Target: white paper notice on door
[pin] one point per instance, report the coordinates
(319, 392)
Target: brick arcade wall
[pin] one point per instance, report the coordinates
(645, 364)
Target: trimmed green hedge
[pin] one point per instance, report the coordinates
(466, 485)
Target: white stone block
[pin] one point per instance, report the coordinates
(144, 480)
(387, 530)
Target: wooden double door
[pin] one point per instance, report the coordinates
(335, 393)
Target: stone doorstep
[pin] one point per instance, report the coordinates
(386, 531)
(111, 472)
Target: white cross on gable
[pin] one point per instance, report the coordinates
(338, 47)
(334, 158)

...

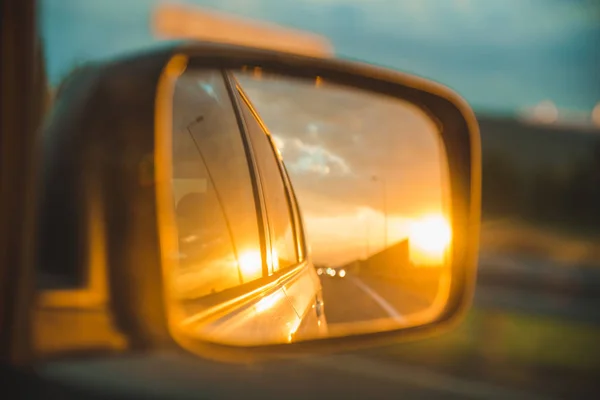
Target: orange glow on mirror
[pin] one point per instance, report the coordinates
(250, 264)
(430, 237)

> The task: Please pull out each line above that contains the string "stone"; case counts.

> Written response:
Target: white stone block
Target: stone doorstep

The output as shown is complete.